# [QUOTED TEXT]
User space can voluntarily load new digest list parsers, but the
Integrity Digest Cache cannot rely on it to be done. Also, using
request_module() does not seem a good idea, since it wouldn't allow the
Integrity Digest Cache to mark the file descriptor of kernel modules,
and thus the Integrity Digest Cache could not determine whether or not
a deadlock is happening.

Thanks

Roberto
Luis Chamberlain Nov. 26, 2024, 7:04 p.m. UTC | #5
On Tue, Nov 26, 2024 at 11:25:07AM +0100, Roberto Sassu wrote:
> On Mon, 2024-11-25 at 15:53 -0800, Luis Chamberlain wrote:
> 
> Firmware, eBPF programs and so on are supposed

Keyword: "supposed". 

> As far as the LSM infrastructure is concerned, I'm not adding new LSM
> hooks, nor extending/modifying the existing ones. The operations the
> Integrity Digest Cache is doing match the usage expectation by LSM (net
> denying access, as discussed with Paul Moore).

# [RECORDS FOR THE TASK]
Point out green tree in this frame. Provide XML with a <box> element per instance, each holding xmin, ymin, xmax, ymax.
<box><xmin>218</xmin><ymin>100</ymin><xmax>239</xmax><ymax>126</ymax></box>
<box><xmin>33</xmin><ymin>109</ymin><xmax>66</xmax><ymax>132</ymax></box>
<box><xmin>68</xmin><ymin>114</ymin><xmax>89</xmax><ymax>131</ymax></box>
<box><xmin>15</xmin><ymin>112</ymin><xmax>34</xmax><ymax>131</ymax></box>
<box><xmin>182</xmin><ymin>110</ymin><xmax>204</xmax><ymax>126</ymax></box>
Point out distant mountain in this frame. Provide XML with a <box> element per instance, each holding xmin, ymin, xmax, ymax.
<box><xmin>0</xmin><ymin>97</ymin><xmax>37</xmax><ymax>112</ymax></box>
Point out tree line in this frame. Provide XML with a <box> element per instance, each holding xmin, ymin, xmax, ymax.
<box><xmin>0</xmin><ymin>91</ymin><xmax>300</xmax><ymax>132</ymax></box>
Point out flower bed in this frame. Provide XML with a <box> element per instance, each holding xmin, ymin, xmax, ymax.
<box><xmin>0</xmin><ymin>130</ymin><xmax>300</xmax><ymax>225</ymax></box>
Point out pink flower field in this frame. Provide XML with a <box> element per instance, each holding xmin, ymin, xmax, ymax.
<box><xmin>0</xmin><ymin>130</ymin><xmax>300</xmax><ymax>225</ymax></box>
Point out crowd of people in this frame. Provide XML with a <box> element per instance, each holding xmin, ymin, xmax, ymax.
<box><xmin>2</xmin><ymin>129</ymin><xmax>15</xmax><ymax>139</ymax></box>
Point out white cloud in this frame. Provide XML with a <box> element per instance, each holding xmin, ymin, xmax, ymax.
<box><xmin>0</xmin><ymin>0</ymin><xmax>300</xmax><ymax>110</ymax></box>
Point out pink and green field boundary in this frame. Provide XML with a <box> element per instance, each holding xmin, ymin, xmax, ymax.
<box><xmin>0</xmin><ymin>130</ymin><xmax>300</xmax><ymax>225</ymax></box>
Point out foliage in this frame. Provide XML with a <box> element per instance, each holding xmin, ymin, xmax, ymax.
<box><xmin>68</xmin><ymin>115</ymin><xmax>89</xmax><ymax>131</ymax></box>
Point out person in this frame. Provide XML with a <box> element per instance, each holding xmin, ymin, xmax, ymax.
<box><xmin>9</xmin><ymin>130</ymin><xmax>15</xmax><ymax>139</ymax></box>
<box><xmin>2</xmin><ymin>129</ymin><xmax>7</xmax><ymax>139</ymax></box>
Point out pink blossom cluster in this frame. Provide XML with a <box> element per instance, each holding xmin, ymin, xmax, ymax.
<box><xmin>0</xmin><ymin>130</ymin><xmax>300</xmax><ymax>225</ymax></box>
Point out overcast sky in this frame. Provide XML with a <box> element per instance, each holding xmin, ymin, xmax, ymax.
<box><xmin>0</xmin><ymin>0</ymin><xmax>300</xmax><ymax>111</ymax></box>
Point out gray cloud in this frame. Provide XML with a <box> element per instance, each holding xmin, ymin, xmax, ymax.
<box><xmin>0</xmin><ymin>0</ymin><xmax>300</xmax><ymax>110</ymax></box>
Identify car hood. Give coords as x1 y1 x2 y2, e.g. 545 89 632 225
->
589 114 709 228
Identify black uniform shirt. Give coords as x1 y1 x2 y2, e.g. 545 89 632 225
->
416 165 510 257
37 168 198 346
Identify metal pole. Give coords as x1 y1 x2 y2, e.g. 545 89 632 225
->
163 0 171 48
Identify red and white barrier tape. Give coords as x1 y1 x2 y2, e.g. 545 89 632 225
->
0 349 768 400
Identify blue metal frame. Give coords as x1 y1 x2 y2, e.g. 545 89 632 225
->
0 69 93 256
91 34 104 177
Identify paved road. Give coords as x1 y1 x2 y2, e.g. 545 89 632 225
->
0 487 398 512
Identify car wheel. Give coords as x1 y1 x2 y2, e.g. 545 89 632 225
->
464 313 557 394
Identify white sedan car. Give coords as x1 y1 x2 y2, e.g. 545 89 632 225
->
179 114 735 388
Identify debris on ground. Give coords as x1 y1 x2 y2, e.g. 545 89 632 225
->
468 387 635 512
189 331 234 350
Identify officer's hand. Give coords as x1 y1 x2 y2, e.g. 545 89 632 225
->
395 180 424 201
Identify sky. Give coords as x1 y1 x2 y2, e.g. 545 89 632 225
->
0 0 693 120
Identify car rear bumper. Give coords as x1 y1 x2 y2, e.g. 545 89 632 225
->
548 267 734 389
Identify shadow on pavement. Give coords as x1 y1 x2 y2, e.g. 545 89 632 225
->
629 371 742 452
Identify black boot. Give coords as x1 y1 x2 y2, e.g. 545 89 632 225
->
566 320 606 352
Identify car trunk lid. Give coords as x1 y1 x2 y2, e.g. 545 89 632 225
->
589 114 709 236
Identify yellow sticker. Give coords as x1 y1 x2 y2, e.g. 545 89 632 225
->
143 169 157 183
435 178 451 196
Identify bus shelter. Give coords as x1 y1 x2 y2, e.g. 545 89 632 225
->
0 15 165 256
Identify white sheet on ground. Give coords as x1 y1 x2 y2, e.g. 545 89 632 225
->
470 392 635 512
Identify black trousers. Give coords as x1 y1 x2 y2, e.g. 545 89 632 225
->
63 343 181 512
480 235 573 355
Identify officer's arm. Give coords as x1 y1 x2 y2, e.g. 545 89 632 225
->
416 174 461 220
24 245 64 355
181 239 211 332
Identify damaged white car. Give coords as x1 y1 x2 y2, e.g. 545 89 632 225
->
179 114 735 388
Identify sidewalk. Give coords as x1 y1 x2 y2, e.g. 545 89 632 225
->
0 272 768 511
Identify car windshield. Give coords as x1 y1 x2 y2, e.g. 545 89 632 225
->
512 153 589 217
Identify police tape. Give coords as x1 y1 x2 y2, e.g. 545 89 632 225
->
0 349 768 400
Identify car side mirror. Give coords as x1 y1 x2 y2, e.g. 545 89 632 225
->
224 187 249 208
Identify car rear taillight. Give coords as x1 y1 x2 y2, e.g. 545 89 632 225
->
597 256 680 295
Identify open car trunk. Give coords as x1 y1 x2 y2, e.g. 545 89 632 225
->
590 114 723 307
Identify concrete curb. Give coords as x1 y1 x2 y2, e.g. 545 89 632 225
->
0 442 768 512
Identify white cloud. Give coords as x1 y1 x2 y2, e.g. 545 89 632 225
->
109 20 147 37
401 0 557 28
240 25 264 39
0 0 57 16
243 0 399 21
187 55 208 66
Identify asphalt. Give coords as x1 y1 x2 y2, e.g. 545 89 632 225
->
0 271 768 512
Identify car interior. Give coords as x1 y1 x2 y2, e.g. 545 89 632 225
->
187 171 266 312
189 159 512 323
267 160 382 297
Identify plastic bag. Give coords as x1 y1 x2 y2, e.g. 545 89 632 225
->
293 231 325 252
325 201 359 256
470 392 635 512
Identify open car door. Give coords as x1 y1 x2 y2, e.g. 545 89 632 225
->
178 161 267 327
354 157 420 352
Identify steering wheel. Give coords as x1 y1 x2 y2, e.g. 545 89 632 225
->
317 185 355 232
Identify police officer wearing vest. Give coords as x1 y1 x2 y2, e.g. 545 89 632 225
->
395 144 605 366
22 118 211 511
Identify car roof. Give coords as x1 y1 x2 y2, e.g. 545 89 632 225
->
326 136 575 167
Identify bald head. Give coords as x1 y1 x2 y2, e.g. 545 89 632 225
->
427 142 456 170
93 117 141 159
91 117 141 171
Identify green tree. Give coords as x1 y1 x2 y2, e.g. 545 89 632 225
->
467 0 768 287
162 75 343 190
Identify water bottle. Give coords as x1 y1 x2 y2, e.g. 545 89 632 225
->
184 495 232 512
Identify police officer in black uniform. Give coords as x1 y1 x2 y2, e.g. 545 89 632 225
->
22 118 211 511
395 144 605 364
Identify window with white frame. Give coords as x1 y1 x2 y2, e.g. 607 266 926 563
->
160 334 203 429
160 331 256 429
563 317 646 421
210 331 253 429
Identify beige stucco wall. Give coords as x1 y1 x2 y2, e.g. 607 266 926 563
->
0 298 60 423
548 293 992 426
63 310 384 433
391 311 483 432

# [DIRECTIVES]
a) Repeat the passage on the Integrity Digest Cache from "User space can" up to and including "deadlock is happening.".
b) In the listing, swap "car" for "vehicle" from the line with "Identify black trousers." up to and including the line with "597 256 680 295", keeping everything else unchanged. Write out only those lines.

# [ANSWERS TO THE EXERCISE]
a)
User space can voluntarily load new digest list parsers, but the
Integrity Digest Cache cannot rely on it to be done. Also, using
request_module() does not seem a good idea, since it wouldn't allow the
Integrity Digest Cache to mark the file descriptor of kernel modules,
and thus the Integrity Digest Cache could not determine whether or not
a deadlock is happening.

b)
Identify black trousers. Give coords as x1 y1 x2 y2, e.g. 545 89 632 225
->
63 343 181 512
480 235 573 355
Identify officer's arm. Give coords as x1 y1 x2 y2, e.g. 545 89 632 225
->
416 174 461 220
24 245 64 355
181 239 211 332
Identify damaged white vehicle. Give coords as x1 y1 x2 y2, e.g. 545 89 632 225
->
179 114 735 388
Identify sidewalk. Give coords as x1 y1 x2 y2, e.g. 545 89 632 225
->
0 272 768 511
Identify vehicle windshield. Give coords as x1 y1 x2 y2, e.g. 545 89 632 225
->
512 153 589 217
Identify police tape. Give coords as x1 y1 x2 y2, e.g. 545 89 632 225
->
0 349 768 400
Identify vehicle side mirror. Give coords as x1 y1 x2 y2, e.g. 545 89 632 225
->
224 187 249 208
Identify vehicle rear taillight. Give coords as x1 y1 x2 y2, e.g. 545 89 632 225
->
597 256 680 295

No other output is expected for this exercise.